Conversation Flow

The following diagram illustrates the flow of a conversation in Ayushma, including API endpoints, database models, and integrations with external services.

Explanation:

User Input: The user initiates a conversation by providing input either through text or audio.
Language Selection: The user selects the desired language for the conversation.
Chat Creation: The front-end calls the Chat Creation API endpoint to create a new chat session in the database. This generates a unique Chat ID.
Converse API: The front-end calls the Converse API endpoint with the Chat ID and user input.
Conditional Logic:
- Text Input: If the user provided text input, it is sent directly to the Converse API with the text parameter.
- Audio Input: If the user provided audio input, the Speech-to-Text API is called first to transcribe the audio into text. The transcribed text is then sent to the Converse API.
OpenAI API / Pinecone: The back-end processes the user's query and interacts with the OpenAI API or Pinecone index to generate a response.
AI Response: The AI generates a response based on the user's query and available information.
Translate?: If the user's selected language is not English, the AI response is translated to the target language using a translation API.
Text-to-Speech?: If audio output is enabled, the AI response (translated or in English) is converted into speech using a Text-to-Speech API. This generates an audio file.
Store ChatMessage: The response, along with any generated audio, is stored as a ChatMessage in the database, associated with the corresponding Chat and Project.
Response: The final response, either as text or audio, is sent back to the user through the front-end interface.

Database Models Involved:

ChatMessage: Stores individual messages within a chat session.
Chat: Represents a chat session with a title, user, project, and list of associated messages.
Project: Defines the configuration and settings for a specific project, including the prompt, API keys, and document references.
Document: Represents a document that has been ingested into Ayushma for reference during conversations.

External Services and Integrations:

Speech-to-Text Engine: Whisper or Google Speech-to-Text is used to transcribe audio input into text.
Text-to-Speech Engine: OpenAI or Google Text-to-Speech is used to convert text responses into speech.
Pinecone Index: Stores vector embeddings of documents for efficient retrieval during conversations.
OpenAI API: Provides access to OpenAI's language models for generating responses and performing other AI tasks.
Translation API: Facilitates real-time translation of messages between different languages.

|---|

*WORK INSTRUCTION*
Reproduce word for word the part of the Ayushma conversation flow text starting at "ChatMessage: Stores individual" and ending at "responses into speech.".

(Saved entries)
|---|

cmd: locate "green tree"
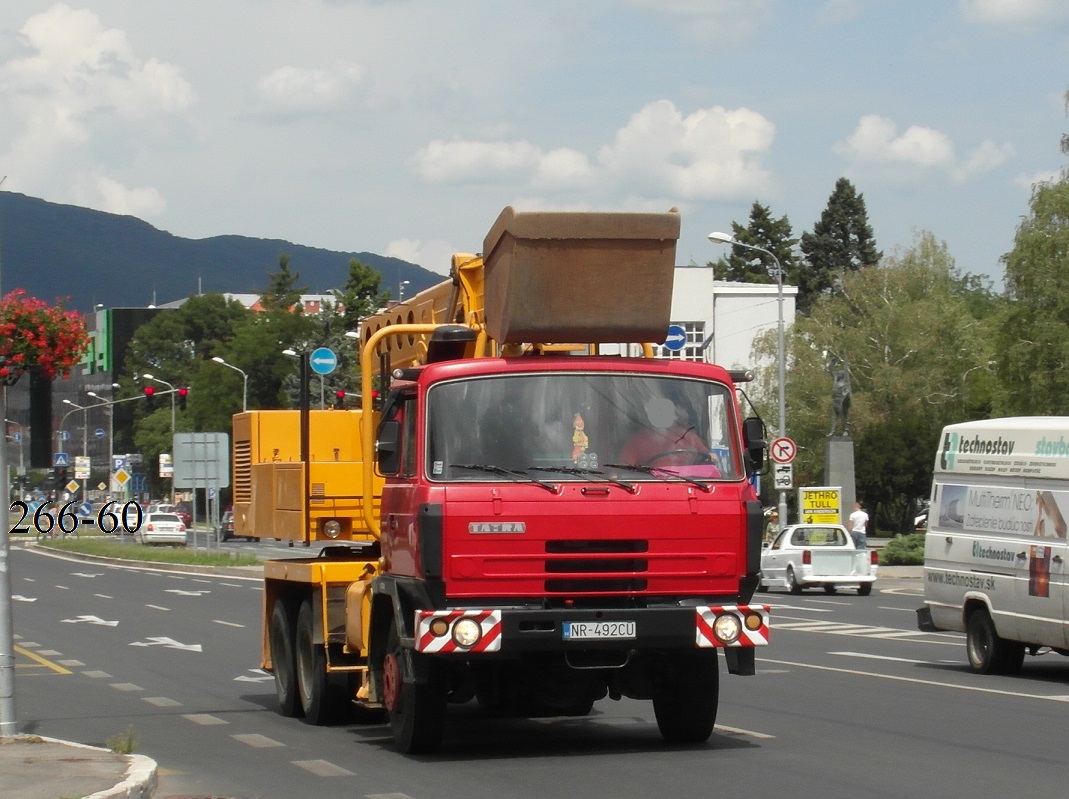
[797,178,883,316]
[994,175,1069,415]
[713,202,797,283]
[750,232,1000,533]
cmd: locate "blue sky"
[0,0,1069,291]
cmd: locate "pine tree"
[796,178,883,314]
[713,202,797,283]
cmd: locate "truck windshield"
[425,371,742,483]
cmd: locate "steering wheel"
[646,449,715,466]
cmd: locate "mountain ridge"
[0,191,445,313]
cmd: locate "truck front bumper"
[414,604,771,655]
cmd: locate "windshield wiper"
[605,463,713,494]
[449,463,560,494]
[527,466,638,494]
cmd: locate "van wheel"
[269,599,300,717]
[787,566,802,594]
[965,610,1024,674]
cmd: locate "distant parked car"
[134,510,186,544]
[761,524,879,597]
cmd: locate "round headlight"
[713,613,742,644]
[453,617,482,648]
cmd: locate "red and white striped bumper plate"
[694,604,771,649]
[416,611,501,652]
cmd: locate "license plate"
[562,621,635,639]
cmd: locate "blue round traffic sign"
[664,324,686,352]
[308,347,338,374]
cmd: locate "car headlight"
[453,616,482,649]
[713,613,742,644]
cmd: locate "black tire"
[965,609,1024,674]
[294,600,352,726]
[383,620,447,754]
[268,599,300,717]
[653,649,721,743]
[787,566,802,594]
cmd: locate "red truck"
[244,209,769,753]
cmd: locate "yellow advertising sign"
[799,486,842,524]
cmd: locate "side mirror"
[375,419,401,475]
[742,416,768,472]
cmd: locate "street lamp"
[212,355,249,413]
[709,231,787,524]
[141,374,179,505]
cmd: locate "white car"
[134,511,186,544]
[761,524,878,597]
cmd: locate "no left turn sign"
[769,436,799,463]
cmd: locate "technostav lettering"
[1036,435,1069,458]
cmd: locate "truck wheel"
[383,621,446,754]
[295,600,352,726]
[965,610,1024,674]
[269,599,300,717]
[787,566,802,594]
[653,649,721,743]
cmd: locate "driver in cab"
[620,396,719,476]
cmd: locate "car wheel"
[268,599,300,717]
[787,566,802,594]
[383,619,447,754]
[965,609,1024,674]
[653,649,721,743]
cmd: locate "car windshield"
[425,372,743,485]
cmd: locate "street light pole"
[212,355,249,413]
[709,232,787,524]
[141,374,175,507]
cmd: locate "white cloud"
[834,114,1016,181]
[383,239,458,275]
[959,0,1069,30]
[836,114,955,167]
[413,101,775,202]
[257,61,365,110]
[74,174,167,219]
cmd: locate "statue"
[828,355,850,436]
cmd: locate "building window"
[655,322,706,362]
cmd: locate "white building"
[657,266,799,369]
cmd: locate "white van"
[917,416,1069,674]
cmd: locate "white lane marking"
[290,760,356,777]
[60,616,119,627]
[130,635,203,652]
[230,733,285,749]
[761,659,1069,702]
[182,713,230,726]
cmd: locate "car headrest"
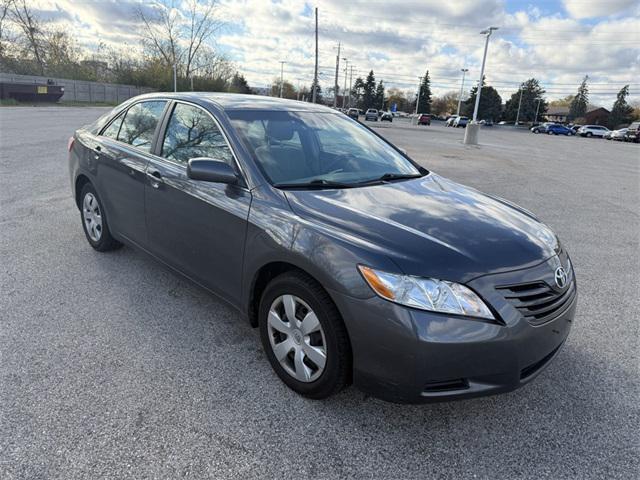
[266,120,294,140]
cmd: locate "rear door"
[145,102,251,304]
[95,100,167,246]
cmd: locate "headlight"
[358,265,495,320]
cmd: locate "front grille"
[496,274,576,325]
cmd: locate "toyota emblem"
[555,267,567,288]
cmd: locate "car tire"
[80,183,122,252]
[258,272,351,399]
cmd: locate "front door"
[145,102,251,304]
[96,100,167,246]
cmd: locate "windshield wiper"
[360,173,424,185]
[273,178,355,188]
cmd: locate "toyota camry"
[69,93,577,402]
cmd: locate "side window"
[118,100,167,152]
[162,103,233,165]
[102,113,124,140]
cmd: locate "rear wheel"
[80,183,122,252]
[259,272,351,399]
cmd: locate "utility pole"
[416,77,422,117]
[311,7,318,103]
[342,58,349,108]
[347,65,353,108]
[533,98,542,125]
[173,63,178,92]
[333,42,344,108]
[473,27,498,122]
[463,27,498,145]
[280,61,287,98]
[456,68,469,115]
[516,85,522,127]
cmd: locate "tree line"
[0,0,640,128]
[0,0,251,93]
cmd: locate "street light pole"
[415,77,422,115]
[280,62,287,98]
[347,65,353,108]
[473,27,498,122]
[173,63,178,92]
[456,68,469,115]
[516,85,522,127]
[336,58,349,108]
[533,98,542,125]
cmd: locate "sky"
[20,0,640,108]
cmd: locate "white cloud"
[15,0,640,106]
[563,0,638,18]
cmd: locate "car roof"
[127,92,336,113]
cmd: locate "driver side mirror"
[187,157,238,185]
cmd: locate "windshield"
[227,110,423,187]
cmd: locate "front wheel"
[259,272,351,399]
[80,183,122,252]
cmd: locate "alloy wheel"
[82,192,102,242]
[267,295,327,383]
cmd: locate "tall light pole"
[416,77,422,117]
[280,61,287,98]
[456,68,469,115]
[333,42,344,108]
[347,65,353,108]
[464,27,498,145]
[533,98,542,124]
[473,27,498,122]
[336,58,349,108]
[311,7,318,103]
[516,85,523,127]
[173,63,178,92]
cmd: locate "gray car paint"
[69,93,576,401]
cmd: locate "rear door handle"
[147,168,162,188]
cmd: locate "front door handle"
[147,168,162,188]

|---|

*SOLUTION FOR THIS EXERCISE*
ChatMessage: Stores individual messages within a chat session.
Chat: Represents a chat session with a title, user, project, and list of associated messages.
Project: Defines the configuration and settings for a specific project, including the prompt, API keys, and document references.
Document: Represents a document that has been ingested into Ayushma for reference during conversations.

External Services and Integrations:

Speech-to-Text Engine: Whisper or Google Speech-to-Text is used to transcribe audio input into text.
Text-to-Speech Engine: OpenAI or Google Text-to-Speech is used to convert text responses into speech.